**Study text**:

Chuao is a small village located in the northern coastal range mountains of Venezuela, founded in 1660. The village is famous for its cacao plantations, Diablos danzantes and San Juaneras. The village is surrounded by mountains and dense rainforests to the south and the Caribbean Sea to the north. The nearby Henri Pittier National Park is the oldest national park in Venezuela, created in 1937. The village is only accessible by travelling via boat from nearby Choroní, and is approximately 4 kilometers inland.

== Etymology ==
Chuao's name derives from an indigenous word from a local language which is related to the term water.

== History ==
While cocoa production in the site of Chuao can be traced back to 1591, the town itself was founded in 1660. From 1591 onwards, the area was home to a number of haciendas which grew cocoa. During colonial times, a number of slaves were imported to the village from Africa to increase cocoa production on said haciendas.

=== Operation Gideon ===

On May 3 and 4, 2020, Chuao was one of the sites of Operation Gideon, where a small group contracted by an American mercenary company Silvercorp USA headed by Jordan Goudreau allegedly attempted to invade Venezuela via sea to capture Nicolás Maduro and remove him from power. Upon landing in Chuao, the attackers, which included two Americans, were detained.

== Economy ==
The village of Chuao subsists largely on fishing and cocoa production.

=== Cocoa production ===
Chuao is home to a number of cocoa plantations, dating back to 1591, which grow Criollo and hybrid varieties of cacao. Chuao beans are regarded as being high in quality and, as a result, very expensive, fetching between 9 and 13 US dollars per kilogram. Beans from Chuao are considered some of Venezuela's finest, along with Porcelana Blanca beans from Lake Maracaibo. The Chuao region is hemmed in by mountains which reduces contact with people and insects from other areas. Some experts attribute the high quality of the cacao beans of Chuao due to the intense work of the village's laborers during the pre harvest, harvest and post harvest. Annually, Chuao's cocoa production hovers around 20 tons, but has varied from approximately 17 to 25 tons in recent years. In November 2000, the Chuao cacao beans were awarded an appellation of origin under the title Cacao de Chuao, allowing producers to negotiate higher prices and attract investment.

==== Empresa Campesina de Chuao ====
The Farmer's Company of Chuao (Empresa Campesina de Chuao) is the worker's cooperative which operates the cocoa plantations of Chuao. The cooperative has 127 members, most of whom are female.

The cooperative has sold their beans to a number of foreign firms, such as Valrhona and Amedei, before forming an exclusive partnership with Tisano, a Venezuelan partner, in 2014. As of 2020 Chuao Trading has managed this partnership. The partnership sells 99% of its cocoa to foreign buyers. The sales outside of Venezuela work via exclusive and authorized cacao importers for the markets in US, Japan and Europe. Through this partnership, the association "Empresa Campesina de Chuao", alongside their partners Chuao Trading, Tachibana, Casa Franceschi and Silva Cacao, have implemented a Certificate of Authenticity for the chocolatiers to ensure that only the Chuao beans that were harvested in the Chuao village make it into chocolate bars that are marketed as Chuao origin. This traceability certificate assigns per sold volume and per harvest with a unique serial number to each chocolate maker.

**Referring expression data**:
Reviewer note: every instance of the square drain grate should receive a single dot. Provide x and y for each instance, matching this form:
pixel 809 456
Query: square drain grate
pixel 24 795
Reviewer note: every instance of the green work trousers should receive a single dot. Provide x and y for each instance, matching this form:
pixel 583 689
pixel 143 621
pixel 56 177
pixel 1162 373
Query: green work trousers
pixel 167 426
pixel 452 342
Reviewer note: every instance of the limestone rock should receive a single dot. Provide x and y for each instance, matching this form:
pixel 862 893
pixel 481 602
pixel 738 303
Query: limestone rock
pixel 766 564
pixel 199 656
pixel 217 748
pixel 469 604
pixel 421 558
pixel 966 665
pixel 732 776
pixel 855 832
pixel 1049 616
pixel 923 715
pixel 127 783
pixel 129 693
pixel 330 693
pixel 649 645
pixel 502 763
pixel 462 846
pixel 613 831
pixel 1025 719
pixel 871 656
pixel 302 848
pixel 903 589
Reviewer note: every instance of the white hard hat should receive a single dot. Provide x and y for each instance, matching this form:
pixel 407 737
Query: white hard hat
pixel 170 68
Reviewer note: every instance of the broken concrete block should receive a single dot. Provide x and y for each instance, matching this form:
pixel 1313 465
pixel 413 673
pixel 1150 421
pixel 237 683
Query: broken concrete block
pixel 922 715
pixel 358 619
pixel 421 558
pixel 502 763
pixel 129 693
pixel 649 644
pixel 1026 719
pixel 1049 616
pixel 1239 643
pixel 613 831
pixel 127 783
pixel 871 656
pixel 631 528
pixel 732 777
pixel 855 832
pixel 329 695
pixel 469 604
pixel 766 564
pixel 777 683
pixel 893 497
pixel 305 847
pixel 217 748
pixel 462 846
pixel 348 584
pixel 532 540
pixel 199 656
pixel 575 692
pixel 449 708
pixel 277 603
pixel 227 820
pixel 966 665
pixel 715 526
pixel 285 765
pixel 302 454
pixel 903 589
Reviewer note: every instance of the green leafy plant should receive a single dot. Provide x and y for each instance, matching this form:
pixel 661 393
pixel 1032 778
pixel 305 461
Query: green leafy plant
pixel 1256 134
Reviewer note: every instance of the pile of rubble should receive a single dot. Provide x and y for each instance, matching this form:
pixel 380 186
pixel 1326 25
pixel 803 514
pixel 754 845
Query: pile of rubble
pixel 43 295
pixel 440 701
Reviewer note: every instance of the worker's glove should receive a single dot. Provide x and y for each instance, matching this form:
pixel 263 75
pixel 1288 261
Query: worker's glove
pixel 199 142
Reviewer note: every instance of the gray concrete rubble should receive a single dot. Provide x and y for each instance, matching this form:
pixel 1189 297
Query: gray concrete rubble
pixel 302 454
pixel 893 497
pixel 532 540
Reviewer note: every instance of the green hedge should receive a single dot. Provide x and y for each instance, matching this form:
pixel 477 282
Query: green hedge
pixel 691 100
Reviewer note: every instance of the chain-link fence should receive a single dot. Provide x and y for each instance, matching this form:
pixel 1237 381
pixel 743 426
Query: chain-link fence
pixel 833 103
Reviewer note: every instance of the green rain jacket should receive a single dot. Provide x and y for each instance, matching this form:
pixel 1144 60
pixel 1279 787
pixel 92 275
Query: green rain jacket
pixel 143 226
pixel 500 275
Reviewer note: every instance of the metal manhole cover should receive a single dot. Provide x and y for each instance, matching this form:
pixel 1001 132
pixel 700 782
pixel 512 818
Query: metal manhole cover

**Instructions to follow**: Update the text on Chuao by rewriting everything from "On May 3 and" down to "Americans, were detained.", with "detained" changed to "arrested".

**Response to the exercise**:
On May 3 and 4, 2020, Chuao was one of the sites of Operation Gideon, where a small group contracted by an American mercenary company Silvercorp USA headed by Jordan Goudreau allegedly attempted to invade Venezuela via sea to capture Nicolás Maduro and remove him from power. Upon landing in Chuao, the attackers, which included two Americans, were arrested.